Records
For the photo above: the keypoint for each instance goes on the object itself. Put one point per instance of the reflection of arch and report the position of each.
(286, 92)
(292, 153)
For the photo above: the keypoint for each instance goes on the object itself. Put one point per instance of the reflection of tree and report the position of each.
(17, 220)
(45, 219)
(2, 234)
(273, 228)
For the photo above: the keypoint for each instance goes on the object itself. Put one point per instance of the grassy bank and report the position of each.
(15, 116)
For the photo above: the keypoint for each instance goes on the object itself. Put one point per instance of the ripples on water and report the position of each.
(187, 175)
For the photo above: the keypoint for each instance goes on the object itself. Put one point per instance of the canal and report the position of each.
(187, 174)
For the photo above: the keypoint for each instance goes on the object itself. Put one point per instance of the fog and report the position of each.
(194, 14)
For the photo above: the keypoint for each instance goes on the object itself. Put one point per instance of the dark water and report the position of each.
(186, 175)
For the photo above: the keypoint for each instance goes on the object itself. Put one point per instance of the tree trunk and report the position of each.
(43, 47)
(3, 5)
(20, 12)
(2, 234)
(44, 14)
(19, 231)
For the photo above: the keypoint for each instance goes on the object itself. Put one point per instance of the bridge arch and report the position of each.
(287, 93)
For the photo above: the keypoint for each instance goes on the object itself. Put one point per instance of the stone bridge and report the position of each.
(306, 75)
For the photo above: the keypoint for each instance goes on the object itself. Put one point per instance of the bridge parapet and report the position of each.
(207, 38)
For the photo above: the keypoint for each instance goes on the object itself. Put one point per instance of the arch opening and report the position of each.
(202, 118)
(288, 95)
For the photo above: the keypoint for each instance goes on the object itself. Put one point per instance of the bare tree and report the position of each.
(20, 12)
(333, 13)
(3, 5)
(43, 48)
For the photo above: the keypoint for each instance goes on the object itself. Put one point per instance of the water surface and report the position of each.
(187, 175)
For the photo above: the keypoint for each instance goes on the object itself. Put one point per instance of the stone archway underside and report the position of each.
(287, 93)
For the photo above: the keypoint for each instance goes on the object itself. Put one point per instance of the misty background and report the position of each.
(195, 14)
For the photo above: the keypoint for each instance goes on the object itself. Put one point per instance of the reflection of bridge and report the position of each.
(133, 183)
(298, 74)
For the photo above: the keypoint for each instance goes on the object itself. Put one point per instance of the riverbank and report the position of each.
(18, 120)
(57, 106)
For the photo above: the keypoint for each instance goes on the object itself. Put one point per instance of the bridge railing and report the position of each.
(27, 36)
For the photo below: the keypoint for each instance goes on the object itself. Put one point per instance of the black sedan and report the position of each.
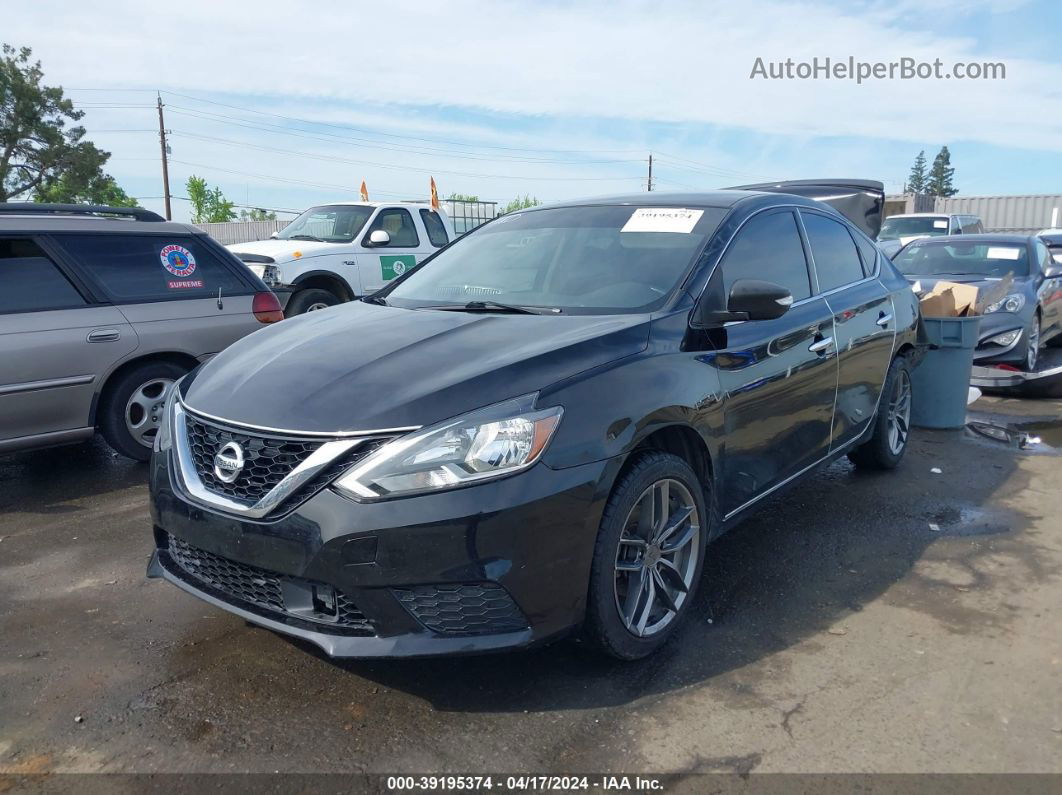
(1017, 324)
(540, 429)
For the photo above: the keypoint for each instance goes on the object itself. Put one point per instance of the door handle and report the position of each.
(821, 345)
(104, 334)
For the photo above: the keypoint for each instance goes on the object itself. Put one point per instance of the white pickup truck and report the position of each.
(339, 252)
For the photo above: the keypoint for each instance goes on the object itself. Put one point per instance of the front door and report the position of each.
(381, 263)
(863, 320)
(778, 377)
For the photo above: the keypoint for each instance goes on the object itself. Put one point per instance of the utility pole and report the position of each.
(166, 168)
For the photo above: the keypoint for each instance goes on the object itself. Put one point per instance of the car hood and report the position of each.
(360, 366)
(283, 251)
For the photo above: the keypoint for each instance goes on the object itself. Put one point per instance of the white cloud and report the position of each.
(681, 62)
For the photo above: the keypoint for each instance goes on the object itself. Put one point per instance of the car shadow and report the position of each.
(793, 570)
(46, 481)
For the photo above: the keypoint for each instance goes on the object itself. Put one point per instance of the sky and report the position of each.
(284, 105)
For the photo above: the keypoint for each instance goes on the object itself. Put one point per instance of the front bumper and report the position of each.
(502, 565)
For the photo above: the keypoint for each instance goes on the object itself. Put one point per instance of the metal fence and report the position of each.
(241, 231)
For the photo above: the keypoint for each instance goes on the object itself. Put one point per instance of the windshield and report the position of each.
(986, 260)
(335, 223)
(906, 227)
(591, 260)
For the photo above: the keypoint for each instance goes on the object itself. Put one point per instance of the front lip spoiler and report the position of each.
(424, 644)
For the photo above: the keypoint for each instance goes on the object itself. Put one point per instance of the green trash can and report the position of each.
(940, 384)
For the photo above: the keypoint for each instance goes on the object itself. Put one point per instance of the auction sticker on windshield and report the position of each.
(663, 219)
(177, 260)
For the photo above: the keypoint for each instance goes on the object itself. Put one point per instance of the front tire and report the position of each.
(131, 410)
(648, 558)
(891, 426)
(310, 299)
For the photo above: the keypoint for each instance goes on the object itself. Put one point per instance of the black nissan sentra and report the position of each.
(540, 429)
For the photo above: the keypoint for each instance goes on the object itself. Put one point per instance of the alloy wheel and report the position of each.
(656, 557)
(900, 412)
(143, 410)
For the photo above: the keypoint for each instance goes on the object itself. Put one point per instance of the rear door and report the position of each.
(409, 245)
(55, 342)
(180, 292)
(863, 320)
(778, 377)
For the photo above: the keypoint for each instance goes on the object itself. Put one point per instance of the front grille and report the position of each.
(268, 460)
(254, 587)
(467, 608)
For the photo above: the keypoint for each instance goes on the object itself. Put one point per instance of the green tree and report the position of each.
(520, 204)
(917, 179)
(40, 156)
(209, 205)
(256, 213)
(940, 183)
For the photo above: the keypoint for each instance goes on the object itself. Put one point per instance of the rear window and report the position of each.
(30, 281)
(142, 268)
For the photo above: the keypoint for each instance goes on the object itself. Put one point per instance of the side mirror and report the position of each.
(379, 237)
(758, 300)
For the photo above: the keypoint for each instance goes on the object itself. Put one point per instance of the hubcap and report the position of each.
(143, 411)
(900, 413)
(1033, 353)
(656, 558)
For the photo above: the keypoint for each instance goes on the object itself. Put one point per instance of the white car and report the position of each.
(342, 251)
(898, 230)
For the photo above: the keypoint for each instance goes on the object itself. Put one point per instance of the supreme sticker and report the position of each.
(663, 219)
(177, 260)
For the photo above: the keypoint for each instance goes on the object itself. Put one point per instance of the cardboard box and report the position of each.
(949, 299)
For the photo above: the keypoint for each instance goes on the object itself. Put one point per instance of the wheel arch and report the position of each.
(325, 280)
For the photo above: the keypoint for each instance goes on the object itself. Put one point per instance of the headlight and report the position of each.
(1011, 304)
(1008, 338)
(485, 444)
(164, 438)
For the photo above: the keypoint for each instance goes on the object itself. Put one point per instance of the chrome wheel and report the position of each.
(1032, 355)
(900, 412)
(143, 410)
(656, 558)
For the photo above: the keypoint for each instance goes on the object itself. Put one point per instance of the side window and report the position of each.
(868, 252)
(398, 224)
(836, 259)
(30, 281)
(435, 227)
(151, 268)
(769, 247)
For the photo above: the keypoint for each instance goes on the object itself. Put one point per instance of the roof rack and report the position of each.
(34, 208)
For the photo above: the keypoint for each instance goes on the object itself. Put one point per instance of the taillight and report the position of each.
(267, 308)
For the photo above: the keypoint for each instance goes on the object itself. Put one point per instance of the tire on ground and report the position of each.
(110, 417)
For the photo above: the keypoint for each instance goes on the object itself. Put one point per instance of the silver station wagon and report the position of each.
(101, 310)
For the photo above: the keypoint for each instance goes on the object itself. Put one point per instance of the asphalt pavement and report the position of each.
(894, 622)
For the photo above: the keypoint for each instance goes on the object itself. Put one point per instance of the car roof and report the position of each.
(987, 238)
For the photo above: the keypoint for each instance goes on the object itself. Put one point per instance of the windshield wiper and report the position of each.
(492, 306)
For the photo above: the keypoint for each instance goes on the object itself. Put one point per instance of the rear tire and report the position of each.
(310, 300)
(131, 409)
(891, 426)
(648, 557)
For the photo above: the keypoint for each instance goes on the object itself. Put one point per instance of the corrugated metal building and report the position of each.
(1017, 214)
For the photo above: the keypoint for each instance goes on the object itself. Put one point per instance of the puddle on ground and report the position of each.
(1031, 436)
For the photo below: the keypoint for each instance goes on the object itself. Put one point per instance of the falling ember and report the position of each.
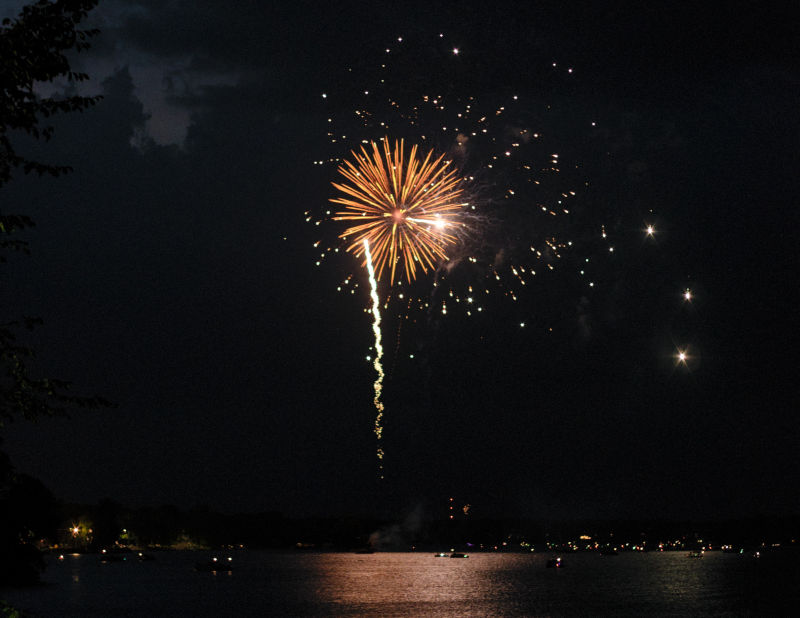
(403, 206)
(376, 329)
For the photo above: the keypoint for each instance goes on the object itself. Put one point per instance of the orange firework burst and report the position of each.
(405, 206)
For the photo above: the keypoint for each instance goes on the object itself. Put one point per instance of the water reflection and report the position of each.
(389, 584)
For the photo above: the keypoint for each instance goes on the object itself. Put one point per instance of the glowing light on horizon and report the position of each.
(403, 204)
(376, 363)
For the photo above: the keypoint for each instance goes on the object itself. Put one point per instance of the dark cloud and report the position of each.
(179, 280)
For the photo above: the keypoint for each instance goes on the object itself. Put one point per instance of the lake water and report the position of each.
(418, 584)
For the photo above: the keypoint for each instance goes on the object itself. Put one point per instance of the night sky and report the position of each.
(175, 271)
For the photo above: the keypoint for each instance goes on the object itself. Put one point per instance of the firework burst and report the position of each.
(404, 206)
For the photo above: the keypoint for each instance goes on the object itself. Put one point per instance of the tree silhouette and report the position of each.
(33, 50)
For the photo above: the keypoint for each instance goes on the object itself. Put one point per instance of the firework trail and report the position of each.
(376, 329)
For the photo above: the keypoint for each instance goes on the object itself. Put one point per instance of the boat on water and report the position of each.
(215, 564)
(112, 556)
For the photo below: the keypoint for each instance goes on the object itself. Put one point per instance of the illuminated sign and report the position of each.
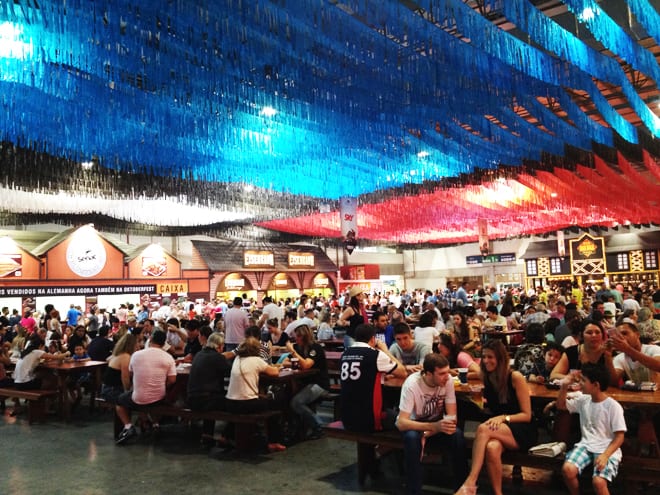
(72, 291)
(258, 259)
(154, 266)
(11, 265)
(321, 281)
(301, 259)
(172, 288)
(587, 248)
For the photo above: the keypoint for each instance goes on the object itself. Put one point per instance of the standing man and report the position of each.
(461, 294)
(384, 331)
(405, 349)
(236, 321)
(269, 311)
(72, 316)
(362, 368)
(635, 361)
(153, 370)
(427, 414)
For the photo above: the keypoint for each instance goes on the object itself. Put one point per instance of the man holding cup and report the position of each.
(427, 414)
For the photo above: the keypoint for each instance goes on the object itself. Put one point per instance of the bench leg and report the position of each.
(516, 475)
(243, 436)
(118, 425)
(36, 411)
(366, 461)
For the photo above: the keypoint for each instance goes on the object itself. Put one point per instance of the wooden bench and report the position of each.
(632, 468)
(393, 439)
(245, 423)
(36, 400)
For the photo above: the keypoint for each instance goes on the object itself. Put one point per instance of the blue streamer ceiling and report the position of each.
(323, 98)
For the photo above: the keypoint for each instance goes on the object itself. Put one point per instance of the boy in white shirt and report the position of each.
(602, 425)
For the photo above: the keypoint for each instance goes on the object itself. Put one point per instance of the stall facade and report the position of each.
(259, 269)
(626, 258)
(81, 266)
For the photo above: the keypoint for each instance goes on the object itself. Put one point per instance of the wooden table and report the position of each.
(332, 344)
(503, 335)
(65, 369)
(542, 393)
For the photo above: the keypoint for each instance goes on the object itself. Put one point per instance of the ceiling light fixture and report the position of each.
(268, 112)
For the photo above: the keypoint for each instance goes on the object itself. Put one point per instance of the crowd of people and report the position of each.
(415, 342)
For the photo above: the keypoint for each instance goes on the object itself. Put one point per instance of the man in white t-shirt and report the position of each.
(153, 370)
(427, 414)
(636, 361)
(269, 311)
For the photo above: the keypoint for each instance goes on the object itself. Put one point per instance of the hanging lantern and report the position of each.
(348, 213)
(484, 243)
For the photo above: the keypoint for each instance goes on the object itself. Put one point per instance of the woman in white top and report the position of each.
(25, 375)
(426, 331)
(243, 391)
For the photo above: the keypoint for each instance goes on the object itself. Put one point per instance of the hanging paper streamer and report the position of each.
(561, 248)
(647, 17)
(348, 214)
(484, 242)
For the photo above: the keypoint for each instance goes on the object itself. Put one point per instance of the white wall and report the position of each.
(432, 268)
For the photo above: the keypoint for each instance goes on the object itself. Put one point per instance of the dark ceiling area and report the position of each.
(252, 119)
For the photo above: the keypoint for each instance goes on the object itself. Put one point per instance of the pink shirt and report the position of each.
(150, 368)
(464, 360)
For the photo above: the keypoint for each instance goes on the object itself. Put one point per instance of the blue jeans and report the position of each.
(452, 445)
(299, 404)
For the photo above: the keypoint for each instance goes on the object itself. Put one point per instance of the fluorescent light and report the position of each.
(11, 45)
(587, 14)
(268, 112)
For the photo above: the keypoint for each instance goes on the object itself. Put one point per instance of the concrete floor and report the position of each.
(81, 457)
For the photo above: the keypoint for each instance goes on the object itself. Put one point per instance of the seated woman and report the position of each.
(310, 355)
(325, 331)
(529, 358)
(277, 337)
(466, 332)
(510, 427)
(456, 357)
(594, 350)
(117, 378)
(206, 383)
(243, 392)
(425, 332)
(265, 351)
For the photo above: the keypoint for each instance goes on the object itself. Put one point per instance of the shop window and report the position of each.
(622, 262)
(532, 269)
(555, 266)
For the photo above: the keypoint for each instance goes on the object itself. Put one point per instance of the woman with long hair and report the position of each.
(353, 315)
(243, 391)
(593, 349)
(510, 425)
(465, 333)
(276, 334)
(310, 355)
(25, 375)
(117, 377)
(457, 358)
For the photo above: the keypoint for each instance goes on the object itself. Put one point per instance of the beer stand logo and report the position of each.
(587, 247)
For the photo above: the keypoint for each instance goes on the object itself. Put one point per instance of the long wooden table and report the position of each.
(65, 369)
(541, 392)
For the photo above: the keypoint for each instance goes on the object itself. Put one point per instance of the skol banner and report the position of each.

What needs to be done:
Nothing but the lines from the one with "hair and report the position of each." through the last line should be repeated, each exactly as it stands.

Answer:
For the photo above: the keypoint for each instance goes on the object itself. Put one point per instance of the woman with long hair and report the position of each.
(353, 315)
(243, 391)
(593, 349)
(510, 425)
(465, 333)
(276, 334)
(310, 355)
(25, 375)
(117, 377)
(457, 358)
For the photo above: the keypoint for each instance goes on the object itself. Put one point per instance of the beer stand logo and report the position of each.
(587, 247)
For the photo above: the keypoint for each instance goes on the object itself. Put one point per instance of the long wooden table and report the position of each.
(65, 369)
(541, 392)
For the photo above: the keypoint for each instance goes on the object itself. Put one point per instance of the skol banner and report the position of each.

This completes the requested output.